____ Listing
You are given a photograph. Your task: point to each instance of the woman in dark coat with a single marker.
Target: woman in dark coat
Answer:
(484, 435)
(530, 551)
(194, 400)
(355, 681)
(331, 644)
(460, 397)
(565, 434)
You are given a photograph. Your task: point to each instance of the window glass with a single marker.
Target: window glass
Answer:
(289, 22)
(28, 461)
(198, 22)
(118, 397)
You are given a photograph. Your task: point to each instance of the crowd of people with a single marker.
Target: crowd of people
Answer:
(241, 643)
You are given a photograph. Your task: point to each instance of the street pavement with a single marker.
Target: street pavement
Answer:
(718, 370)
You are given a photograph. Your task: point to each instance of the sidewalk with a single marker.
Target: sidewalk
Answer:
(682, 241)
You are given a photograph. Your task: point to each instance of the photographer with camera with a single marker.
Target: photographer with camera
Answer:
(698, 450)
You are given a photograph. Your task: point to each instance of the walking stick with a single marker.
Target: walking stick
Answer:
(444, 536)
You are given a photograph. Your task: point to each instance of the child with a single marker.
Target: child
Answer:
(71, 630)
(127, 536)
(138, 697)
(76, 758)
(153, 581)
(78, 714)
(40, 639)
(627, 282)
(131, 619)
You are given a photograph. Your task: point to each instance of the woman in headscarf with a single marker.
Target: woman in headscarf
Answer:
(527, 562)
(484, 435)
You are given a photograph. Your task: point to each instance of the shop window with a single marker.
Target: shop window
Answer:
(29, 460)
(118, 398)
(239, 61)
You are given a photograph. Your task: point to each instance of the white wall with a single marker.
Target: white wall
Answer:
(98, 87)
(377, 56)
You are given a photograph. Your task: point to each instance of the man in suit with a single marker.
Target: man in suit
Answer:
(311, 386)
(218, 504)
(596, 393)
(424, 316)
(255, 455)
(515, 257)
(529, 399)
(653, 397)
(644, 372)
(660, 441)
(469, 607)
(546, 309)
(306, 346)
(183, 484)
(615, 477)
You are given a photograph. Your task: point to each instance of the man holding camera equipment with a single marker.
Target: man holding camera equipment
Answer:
________
- _What to work on_:
Render every line of the records above as a JSON array of strings, one string per line, with blank lines omitted.

- _Result of the task_:
[
  "You are given a photograph. Your task: point to each instance of the woman in dark coat with a single marker.",
  "Target: woman in dark coat",
  "Answer:",
  "(484, 435)",
  "(530, 551)",
  "(194, 400)",
  "(355, 681)",
  "(331, 644)",
  "(460, 397)",
  "(565, 434)",
  "You are given a photograph. Your task: point to each instance of the window glass with a single marker.",
  "Target: window glass",
  "Answer:",
  "(289, 22)",
  "(28, 461)",
  "(198, 22)",
  "(118, 397)",
  "You are given a photograph. Your task: point to each instance of the crowd of people with a single marker.",
  "Target: crowd of people",
  "Answer:",
  "(241, 643)",
  "You are given a photograph. Your task: point to each instance of the street pavement with a single marker.",
  "Target: street pavement",
  "Answer:",
  "(718, 370)",
  "You are given a photograph. Your task: point to each instance of the sidewalk with a single marker.",
  "Target: sidewalk",
  "Answer:",
  "(682, 241)",
  "You are given a photograph. Your task: point to each instance of the photographer with camera with a single marker.",
  "Target: photographer with camera",
  "Answer:",
  "(698, 450)",
  "You are given a photograph. Your task: point to each instance of the walking stick with a single marker.",
  "Target: walking stick",
  "Answer:",
  "(444, 536)",
  "You are given a photograph. Your task: point to each instance of the child with a single marker.",
  "Target: child",
  "Answer:",
  "(71, 630)",
  "(127, 536)",
  "(138, 697)",
  "(76, 758)",
  "(153, 581)",
  "(78, 714)",
  "(40, 639)",
  "(627, 282)",
  "(131, 619)",
  "You are given a photograph. Your task: point to each instance of the woman in headscarf with a single marker.",
  "Target: woman in headscarf",
  "Answer:",
  "(527, 562)",
  "(484, 435)",
  "You are given a photograph. Your task: point to each instance of the shop window with a single marker.",
  "Target: shop window",
  "Answer:",
  "(29, 460)",
  "(118, 398)",
  "(239, 61)",
  "You are given a photograph. Your task: point to each instance of the white wall with a single marker.",
  "Target: white wall",
  "Answer:",
  "(98, 87)",
  "(377, 56)",
  "You are given a photograph. Your task: point to each instance of the man in suit with a single marker.",
  "Target: man in suit",
  "Answer:",
  "(311, 386)",
  "(218, 504)",
  "(596, 393)",
  "(424, 316)",
  "(255, 455)",
  "(515, 257)",
  "(529, 399)",
  "(653, 397)",
  "(644, 372)",
  "(660, 441)",
  "(469, 607)",
  "(546, 309)",
  "(306, 346)",
  "(183, 484)",
  "(615, 477)",
  "You are given a photograph. Your task: point to each instance of the man holding camera equipment with a single marker.",
  "Target: man holding camera equipment",
  "Answer:"
]